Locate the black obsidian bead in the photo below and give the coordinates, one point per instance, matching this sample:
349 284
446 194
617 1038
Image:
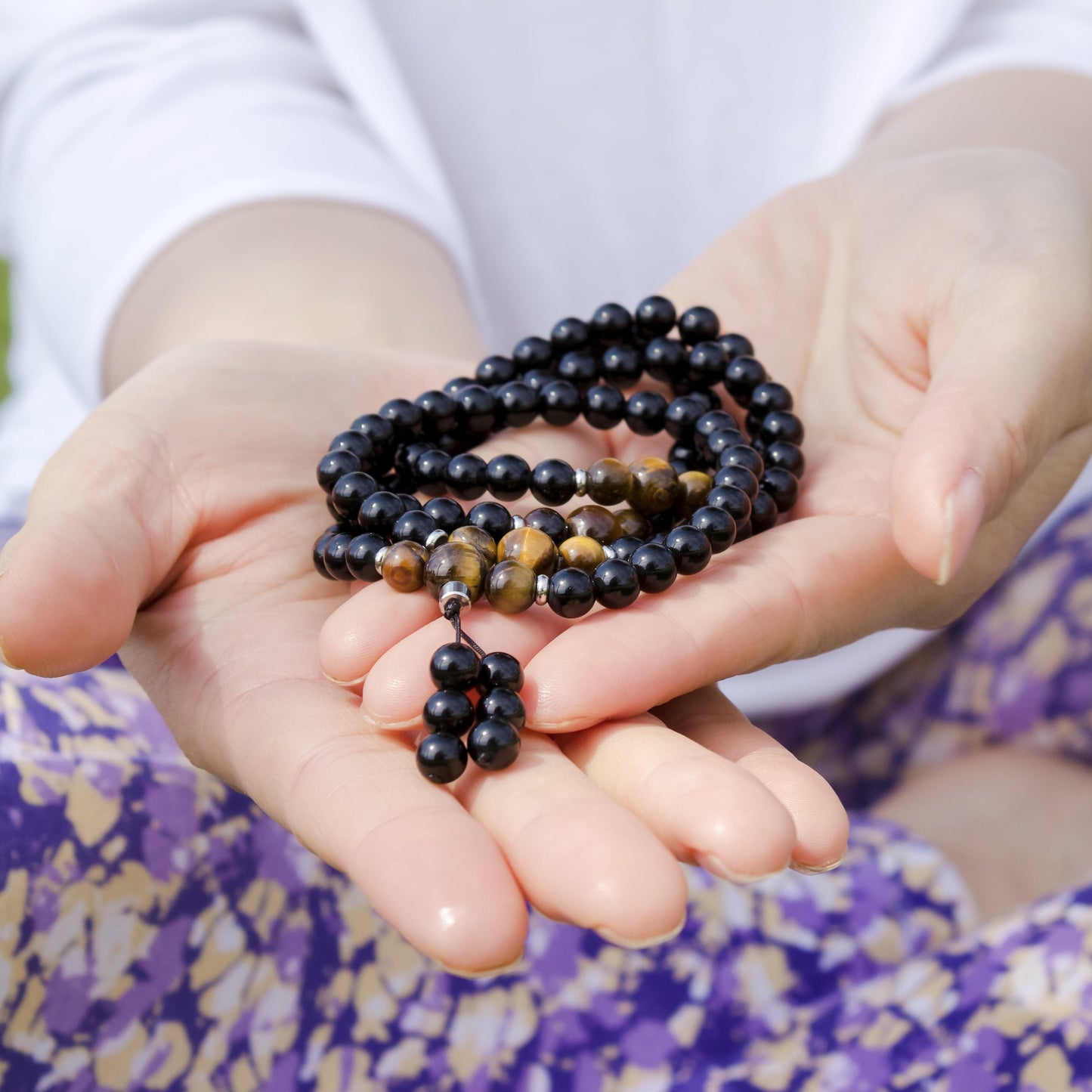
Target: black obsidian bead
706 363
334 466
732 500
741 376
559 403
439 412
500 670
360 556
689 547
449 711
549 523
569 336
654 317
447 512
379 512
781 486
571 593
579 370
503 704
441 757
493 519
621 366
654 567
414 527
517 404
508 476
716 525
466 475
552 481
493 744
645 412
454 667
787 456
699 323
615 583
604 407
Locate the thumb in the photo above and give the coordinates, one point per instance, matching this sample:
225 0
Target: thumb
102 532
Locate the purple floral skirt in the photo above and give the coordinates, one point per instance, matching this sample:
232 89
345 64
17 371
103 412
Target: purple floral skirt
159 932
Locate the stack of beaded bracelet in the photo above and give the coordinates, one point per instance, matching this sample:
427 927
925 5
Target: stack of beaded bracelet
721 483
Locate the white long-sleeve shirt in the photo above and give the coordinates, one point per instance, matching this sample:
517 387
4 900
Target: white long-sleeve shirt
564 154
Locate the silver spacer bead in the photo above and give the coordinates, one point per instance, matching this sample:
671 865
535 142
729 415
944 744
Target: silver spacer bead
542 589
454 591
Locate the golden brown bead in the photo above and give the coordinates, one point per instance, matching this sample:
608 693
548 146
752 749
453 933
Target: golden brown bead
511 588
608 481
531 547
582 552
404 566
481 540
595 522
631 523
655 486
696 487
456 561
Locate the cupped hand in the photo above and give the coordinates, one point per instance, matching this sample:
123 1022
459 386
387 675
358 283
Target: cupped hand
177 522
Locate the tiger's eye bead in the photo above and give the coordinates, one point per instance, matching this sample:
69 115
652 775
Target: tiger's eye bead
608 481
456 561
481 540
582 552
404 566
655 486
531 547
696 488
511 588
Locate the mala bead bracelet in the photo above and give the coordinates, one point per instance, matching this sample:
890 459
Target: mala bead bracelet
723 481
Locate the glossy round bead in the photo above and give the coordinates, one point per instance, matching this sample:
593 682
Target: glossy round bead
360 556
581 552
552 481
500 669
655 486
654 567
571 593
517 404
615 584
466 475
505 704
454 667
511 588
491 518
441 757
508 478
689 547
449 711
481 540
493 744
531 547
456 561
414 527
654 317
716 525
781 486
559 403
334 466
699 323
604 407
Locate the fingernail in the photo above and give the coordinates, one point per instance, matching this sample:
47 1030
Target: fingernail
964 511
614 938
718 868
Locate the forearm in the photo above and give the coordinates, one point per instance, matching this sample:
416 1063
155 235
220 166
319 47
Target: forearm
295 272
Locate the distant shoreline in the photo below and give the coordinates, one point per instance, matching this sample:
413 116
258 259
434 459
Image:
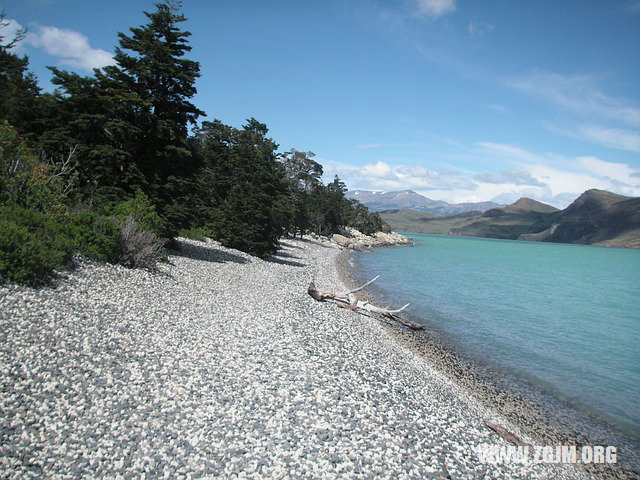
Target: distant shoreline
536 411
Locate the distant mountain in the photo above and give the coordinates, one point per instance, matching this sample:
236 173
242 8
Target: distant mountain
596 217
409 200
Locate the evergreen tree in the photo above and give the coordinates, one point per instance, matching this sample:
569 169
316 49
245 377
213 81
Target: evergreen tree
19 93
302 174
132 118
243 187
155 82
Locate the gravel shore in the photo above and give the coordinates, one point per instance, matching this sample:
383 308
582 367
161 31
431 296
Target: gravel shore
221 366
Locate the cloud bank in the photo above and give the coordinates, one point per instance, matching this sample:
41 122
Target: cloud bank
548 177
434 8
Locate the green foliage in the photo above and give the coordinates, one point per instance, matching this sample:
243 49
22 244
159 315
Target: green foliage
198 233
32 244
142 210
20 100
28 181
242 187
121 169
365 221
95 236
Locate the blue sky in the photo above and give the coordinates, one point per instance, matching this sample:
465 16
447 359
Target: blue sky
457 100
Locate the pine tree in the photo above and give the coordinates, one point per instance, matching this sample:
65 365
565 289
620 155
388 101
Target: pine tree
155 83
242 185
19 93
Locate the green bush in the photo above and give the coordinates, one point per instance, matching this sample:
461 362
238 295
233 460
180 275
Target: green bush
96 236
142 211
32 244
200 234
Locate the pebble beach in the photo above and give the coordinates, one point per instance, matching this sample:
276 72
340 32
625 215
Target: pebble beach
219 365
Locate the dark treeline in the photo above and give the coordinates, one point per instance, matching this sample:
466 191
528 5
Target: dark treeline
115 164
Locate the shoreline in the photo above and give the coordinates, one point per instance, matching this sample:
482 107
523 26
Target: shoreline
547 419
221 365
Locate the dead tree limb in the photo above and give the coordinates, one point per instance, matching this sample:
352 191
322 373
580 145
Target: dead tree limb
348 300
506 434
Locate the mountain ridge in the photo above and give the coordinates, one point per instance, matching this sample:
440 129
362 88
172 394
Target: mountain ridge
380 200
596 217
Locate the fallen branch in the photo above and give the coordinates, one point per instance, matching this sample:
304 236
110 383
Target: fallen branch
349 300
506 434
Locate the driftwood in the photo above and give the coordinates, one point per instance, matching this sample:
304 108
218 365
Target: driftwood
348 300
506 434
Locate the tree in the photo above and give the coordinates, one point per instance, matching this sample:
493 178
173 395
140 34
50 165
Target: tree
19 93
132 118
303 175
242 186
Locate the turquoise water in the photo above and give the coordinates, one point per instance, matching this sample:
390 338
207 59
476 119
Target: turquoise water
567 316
---
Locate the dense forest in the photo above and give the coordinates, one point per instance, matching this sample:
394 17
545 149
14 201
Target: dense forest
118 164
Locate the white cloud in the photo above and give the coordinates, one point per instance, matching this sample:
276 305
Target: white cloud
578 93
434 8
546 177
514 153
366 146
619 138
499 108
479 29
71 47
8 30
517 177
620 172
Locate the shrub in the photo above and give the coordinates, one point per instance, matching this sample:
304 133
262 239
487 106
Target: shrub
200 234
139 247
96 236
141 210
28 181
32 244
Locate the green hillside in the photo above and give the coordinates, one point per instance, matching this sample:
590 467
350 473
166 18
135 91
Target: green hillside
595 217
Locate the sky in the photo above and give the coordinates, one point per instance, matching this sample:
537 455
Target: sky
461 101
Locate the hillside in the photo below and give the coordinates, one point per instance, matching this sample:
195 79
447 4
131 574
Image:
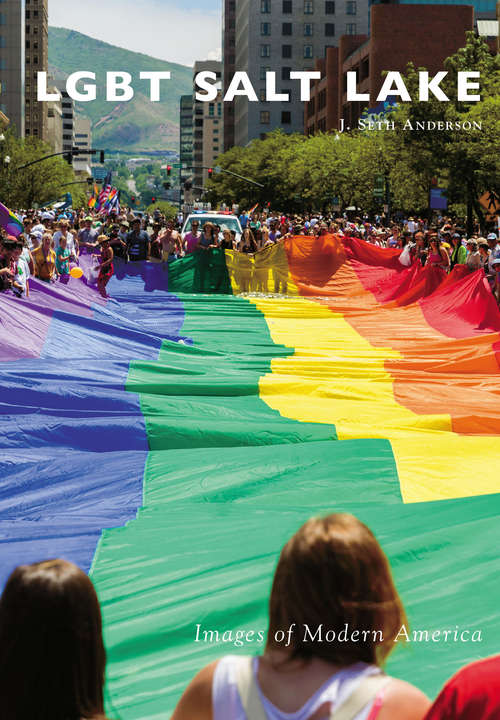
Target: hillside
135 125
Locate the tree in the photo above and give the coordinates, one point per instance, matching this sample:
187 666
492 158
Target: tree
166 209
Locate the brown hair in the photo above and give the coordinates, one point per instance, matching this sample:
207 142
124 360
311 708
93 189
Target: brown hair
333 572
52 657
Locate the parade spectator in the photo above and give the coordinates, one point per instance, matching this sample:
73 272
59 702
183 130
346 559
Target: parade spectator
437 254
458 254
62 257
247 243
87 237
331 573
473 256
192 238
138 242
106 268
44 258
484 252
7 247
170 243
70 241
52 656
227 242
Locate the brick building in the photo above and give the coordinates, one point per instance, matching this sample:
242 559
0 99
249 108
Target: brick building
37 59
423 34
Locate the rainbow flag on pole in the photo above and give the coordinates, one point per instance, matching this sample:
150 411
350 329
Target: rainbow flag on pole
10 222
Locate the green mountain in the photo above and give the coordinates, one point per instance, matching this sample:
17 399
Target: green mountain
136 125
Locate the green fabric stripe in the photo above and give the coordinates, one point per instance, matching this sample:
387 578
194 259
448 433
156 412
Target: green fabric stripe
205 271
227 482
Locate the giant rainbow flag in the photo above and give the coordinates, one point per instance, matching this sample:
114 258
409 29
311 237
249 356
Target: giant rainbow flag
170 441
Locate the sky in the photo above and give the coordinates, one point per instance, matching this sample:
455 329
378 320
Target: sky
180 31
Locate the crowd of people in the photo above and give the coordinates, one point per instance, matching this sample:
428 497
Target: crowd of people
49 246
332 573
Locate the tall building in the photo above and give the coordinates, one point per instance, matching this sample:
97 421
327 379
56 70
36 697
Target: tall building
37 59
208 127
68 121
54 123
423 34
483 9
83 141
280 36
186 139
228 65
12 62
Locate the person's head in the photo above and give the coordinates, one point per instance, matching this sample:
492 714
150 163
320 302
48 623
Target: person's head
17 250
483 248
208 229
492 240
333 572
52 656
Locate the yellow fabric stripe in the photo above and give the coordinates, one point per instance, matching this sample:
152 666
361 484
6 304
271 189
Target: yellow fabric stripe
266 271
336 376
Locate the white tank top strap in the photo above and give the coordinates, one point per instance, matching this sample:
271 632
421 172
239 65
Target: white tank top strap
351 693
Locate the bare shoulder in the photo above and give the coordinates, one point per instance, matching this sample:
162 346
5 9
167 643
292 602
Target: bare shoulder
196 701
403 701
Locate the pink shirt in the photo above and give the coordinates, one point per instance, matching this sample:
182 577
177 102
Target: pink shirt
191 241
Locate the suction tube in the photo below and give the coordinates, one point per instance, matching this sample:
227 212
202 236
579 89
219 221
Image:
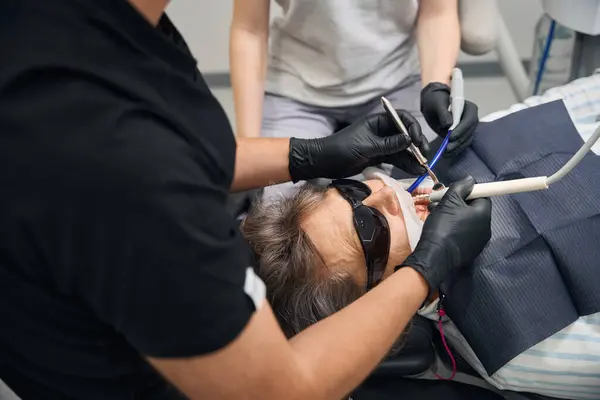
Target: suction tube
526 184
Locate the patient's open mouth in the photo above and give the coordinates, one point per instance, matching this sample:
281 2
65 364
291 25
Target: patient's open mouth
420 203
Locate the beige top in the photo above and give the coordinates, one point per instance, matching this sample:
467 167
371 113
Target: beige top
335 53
--
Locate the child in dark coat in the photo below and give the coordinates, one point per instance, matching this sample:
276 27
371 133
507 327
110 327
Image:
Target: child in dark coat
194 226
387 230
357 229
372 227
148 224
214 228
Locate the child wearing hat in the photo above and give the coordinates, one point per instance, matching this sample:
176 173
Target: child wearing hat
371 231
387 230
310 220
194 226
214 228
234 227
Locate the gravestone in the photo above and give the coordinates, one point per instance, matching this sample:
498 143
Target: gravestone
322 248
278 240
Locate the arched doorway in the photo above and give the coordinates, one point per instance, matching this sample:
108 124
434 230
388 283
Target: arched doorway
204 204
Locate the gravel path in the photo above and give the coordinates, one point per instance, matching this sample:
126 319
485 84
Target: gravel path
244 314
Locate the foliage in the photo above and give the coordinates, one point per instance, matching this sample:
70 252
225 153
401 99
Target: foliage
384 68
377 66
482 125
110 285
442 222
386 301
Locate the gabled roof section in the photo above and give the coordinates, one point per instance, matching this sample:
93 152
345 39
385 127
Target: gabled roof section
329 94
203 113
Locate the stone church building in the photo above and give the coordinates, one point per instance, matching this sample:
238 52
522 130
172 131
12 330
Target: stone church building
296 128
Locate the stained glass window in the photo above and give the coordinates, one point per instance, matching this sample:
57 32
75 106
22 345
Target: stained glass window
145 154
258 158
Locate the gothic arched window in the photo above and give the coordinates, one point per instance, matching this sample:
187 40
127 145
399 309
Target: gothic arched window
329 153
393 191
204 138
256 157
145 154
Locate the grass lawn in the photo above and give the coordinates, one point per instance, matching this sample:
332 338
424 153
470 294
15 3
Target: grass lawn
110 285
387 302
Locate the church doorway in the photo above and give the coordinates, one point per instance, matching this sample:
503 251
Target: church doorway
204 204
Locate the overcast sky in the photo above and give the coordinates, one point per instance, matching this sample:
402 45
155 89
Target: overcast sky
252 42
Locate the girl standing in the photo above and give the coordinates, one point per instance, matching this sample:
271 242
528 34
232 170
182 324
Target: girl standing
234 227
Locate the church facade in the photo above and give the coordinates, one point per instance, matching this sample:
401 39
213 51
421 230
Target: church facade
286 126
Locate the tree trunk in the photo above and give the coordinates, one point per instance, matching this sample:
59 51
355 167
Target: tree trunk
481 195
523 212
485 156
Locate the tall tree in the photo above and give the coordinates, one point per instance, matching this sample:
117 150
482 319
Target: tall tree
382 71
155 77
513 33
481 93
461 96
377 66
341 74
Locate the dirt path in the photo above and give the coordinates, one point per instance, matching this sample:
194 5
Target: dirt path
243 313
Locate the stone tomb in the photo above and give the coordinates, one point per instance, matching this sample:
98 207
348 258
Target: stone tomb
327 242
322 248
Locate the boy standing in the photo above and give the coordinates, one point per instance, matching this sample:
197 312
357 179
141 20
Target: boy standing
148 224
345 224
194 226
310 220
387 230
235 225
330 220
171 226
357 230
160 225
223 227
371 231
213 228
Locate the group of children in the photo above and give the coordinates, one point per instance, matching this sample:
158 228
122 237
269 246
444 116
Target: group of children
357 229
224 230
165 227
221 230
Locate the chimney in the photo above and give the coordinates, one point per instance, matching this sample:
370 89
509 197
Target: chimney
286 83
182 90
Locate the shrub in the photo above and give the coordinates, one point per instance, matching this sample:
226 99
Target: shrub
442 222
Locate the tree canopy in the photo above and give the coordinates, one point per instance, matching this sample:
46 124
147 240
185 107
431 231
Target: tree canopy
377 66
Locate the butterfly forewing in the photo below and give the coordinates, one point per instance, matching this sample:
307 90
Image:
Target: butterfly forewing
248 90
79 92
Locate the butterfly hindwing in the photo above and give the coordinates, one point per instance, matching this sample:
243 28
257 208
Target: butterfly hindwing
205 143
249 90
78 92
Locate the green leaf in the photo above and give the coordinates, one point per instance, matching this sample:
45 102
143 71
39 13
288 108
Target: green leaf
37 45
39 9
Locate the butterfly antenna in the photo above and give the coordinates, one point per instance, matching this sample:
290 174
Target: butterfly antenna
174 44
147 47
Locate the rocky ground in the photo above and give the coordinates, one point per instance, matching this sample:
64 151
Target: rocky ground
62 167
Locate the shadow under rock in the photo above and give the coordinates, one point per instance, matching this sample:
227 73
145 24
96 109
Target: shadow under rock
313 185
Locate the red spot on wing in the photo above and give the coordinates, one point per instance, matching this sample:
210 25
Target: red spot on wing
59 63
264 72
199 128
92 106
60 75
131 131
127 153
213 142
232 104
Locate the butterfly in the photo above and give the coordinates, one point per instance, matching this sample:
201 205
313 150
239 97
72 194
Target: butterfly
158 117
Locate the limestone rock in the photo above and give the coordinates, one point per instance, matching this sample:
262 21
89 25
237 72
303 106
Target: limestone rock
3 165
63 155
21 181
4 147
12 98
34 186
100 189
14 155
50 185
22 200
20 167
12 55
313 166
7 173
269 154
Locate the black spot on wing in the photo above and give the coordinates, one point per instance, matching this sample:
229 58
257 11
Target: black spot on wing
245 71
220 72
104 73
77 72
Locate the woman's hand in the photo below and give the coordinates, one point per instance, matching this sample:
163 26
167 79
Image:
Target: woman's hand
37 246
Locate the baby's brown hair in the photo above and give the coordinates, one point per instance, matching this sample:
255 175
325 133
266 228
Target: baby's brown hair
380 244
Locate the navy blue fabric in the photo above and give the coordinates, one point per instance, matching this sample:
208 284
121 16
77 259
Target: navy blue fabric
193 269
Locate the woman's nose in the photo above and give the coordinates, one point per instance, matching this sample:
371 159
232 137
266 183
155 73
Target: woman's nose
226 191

» **Problem requirements**
Among the lines above, find those with the word "below". Copy them.

» **Result of this exercise**
Locate the black obsidian bead in the photo below and give the coordinates, one point per instance, matching this sample:
Locate the distant shoreline in the photo below and give the coordinates, one point per instance, matching this sample:
Locate the hillside in the photo below and give the coordinates, one point per instance, matching this sample:
Locate the suction tube in the photo below and give the coordinates, one point per instance, matching this sample:
Locate the child in dark coat in the photo below and give the coordinates, one point per instance, matching this sample:
Locate the butterfly forewing in the photo below and give the coordinates, one point per instance, matching this sample:
Locate the woman's hand in the photo below and give the coordinates, one point per instance, matching this sample:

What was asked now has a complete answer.